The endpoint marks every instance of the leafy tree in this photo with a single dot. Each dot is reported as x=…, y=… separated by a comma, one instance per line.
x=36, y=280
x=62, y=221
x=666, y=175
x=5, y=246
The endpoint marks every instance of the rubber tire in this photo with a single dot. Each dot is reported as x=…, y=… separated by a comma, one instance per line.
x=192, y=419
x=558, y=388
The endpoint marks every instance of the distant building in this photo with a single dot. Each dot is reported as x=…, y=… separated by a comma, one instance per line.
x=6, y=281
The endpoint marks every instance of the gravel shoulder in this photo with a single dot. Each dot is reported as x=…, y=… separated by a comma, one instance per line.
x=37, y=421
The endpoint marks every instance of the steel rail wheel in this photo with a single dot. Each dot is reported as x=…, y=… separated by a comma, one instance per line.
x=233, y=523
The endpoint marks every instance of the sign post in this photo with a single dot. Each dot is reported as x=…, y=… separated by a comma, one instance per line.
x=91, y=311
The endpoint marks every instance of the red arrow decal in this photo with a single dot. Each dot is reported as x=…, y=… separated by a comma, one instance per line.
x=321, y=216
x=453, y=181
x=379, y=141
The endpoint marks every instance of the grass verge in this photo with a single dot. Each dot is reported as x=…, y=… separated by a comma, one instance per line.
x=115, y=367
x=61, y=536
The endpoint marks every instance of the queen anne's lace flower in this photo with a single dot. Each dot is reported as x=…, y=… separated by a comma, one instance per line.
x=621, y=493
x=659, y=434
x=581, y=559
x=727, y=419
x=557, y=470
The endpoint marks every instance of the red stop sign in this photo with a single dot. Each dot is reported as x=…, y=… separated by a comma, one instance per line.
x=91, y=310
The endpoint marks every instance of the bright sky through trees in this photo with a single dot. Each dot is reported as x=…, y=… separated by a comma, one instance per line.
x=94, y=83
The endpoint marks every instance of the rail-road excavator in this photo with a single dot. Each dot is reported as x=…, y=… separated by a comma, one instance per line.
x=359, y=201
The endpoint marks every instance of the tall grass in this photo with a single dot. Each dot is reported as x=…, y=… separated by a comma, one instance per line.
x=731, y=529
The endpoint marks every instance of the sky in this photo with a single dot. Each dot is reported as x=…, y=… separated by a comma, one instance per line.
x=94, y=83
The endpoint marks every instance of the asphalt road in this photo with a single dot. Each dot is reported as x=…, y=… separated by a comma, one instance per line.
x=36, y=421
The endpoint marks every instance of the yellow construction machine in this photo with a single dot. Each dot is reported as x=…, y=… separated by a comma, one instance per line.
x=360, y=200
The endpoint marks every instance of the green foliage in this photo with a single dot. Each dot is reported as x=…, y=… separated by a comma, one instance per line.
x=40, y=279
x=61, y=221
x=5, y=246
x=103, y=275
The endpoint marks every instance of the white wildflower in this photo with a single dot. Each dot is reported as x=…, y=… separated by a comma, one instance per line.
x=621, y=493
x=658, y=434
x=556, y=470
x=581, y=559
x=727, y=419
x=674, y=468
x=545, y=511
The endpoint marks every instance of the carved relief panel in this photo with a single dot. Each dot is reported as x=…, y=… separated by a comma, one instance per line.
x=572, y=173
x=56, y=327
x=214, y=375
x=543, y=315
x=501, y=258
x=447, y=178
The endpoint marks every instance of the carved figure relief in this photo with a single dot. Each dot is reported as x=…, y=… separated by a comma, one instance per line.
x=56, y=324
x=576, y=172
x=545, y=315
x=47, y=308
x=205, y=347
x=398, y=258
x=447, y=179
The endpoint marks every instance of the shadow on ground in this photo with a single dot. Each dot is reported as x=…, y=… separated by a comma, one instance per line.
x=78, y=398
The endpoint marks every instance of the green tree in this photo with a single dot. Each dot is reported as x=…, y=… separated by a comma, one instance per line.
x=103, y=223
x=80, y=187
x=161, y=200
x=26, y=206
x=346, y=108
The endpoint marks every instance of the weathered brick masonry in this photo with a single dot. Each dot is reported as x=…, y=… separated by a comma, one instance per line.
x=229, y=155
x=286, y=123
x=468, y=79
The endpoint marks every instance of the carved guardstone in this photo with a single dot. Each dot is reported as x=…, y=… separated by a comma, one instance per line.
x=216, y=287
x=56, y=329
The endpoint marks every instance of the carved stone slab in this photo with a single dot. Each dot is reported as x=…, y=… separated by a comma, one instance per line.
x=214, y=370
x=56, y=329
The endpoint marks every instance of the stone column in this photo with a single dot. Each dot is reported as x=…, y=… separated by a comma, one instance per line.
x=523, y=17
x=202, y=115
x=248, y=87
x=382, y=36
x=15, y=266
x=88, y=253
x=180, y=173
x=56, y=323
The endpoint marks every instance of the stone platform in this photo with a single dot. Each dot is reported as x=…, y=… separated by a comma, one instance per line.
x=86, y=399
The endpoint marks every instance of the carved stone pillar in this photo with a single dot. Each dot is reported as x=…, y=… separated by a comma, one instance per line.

(Work to complete): Please retype every one of the records above, reproducing each line unchanged.

(Exercise response):
The endpoint marks every instance of the leafy tree in this photo with a single dot. Each dot is reported as x=…, y=… separated by a comma, one instance per line.
x=36, y=280
x=62, y=221
x=666, y=175
x=5, y=246
The endpoint marks every instance of the rubber tire in this photo with a single dot. Each dot is reported as x=…, y=… separated by a comma, one instance per line.
x=192, y=419
x=558, y=388
The endpoint marks every instance of the distant building in this photo with a single dot. Each dot is reported as x=…, y=… separated by a comma, one instance per line.
x=6, y=281
The endpoint marks every instance of the gravel shoulder in this photo with a single dot. Each dot is reported as x=…, y=… separated by a comma, one instance per line.
x=37, y=421
The endpoint marks every instance of the steel rail wheel in this photo with a single dot. Each dot is reported as x=…, y=… separated by a comma, one instance per line.
x=233, y=523
The endpoint marks every instance of the sign post in this photo with a single dot. Each dot is reported as x=…, y=… separated by a comma, one instance per line.
x=91, y=311
The endpoint marks every instance of the red arrow decal in this photo with a single dot. Each dot is reported as x=…, y=… separated by a comma, one instance per line.
x=321, y=216
x=453, y=181
x=379, y=141
The endpoint marks every instance of the grass verge in this photo with a single dot. Each dot is reported as x=…, y=… separated by a comma, one instance per line.
x=115, y=367
x=61, y=536
The endpoint marks every instance of the queen anne's lace flower in this photo with a single dot. Each dot is reported as x=…, y=… separated by a comma, one instance per line.
x=621, y=493
x=659, y=434
x=581, y=559
x=727, y=419
x=557, y=470
The endpoint marks every instance of the red stop sign in this photo with a single dot. Each dot is reported as x=…, y=… separated by a comma, one instance per line.
x=91, y=310
The endpoint marks every instance of the bright sky through trees in this photo with a single dot. Each dot is reported as x=…, y=… separated by a comma, one instance per line.
x=94, y=83
The endpoint marks every instance of the rail-road excavator in this photo with a single dot. Each dot is reported as x=…, y=… separated by a comma, one instance per line.
x=359, y=201
The endpoint marks every instance of the tall grass in this photo with a single dot. Each dot is reported as x=…, y=… separated by a comma, one instance per line.
x=731, y=529
The endpoint marks every instance of the sky in this photo with a single dot. Each dot is reported as x=…, y=… separated by a comma, one instance per line.
x=94, y=83
The endpoint marks every instance of the asphalt road in this photo with a single dot. Each dot is reported as x=…, y=… separated by a comma, one instance per line.
x=36, y=421
The endpoint marks every instance of the yellow construction machine in this photo with a single dot. Each dot is reported as x=…, y=… separated by a comma, one instance per line.
x=360, y=200
The endpoint marks every instance of the green foliage in this photo with a single dot. Each dot is reported as x=…, y=… separated by a comma, one instance per line.
x=40, y=279
x=61, y=221
x=5, y=246
x=103, y=275
The endpoint marks every instance of the white wildflower in this photo with a single dot. Each dot is reported as x=…, y=… separated by a comma, one instance per line.
x=621, y=493
x=658, y=434
x=556, y=470
x=581, y=559
x=727, y=419
x=674, y=468
x=545, y=511
The endpoint marks every instance of the carved relief panel in this photo with a single dot. Each dot is reported as x=…, y=… separated by a comma, one instance per line.
x=572, y=173
x=56, y=327
x=214, y=375
x=543, y=315
x=501, y=258
x=447, y=178
The endpoint marks every instance of the carved figure relief in this photo with a single dot. Each dot is reported as x=…, y=… separated by a comma, one instance per line.
x=56, y=324
x=576, y=172
x=545, y=315
x=47, y=308
x=205, y=347
x=398, y=258
x=447, y=179
The endpoint marks every instance of the shadow on ground in this photo with a single dot. Each dot is reported as x=…, y=… separated by a comma, one instance per line.
x=78, y=398
The endpoint marks every instance of the green tree in this photo with a single dot. Each dot is reported as x=…, y=… separated by a comma, one instance per line.
x=103, y=223
x=80, y=187
x=161, y=200
x=26, y=206
x=346, y=108
The endpoint marks every instance of the weathered brick masonry in this photo with a single dot. Each dot is reported as x=…, y=… separated by a comma, one instance per line.
x=229, y=155
x=286, y=123
x=468, y=79
The endpoint marks every instance of the carved guardstone in this photo with a single dot. Each dot is reported as x=…, y=… separated by a comma, one instance per line.
x=216, y=287
x=56, y=329
The endpoint marks every instance of the carved stone slab in this photo with a single dot. Each dot is reported as x=…, y=… separated by a comma, one instance per line.
x=214, y=370
x=56, y=329
The endpoint marks every instance of the stone column in this photo with a single dot. Each dot is reported as x=…, y=… separated by a comma, one instance per line.
x=523, y=17
x=202, y=115
x=248, y=87
x=382, y=36
x=15, y=266
x=88, y=253
x=180, y=173
x=56, y=323
The endpoint marks every instance of the stone platform in this photo with a single dot. Each dot is reported as x=…, y=… separated by a comma, one instance per line.
x=86, y=399
The endpoint marks every instance of the carved stone pillar in this photo with a single dot. Each dot is reported as x=…, y=… separated by a comma, one instance per line.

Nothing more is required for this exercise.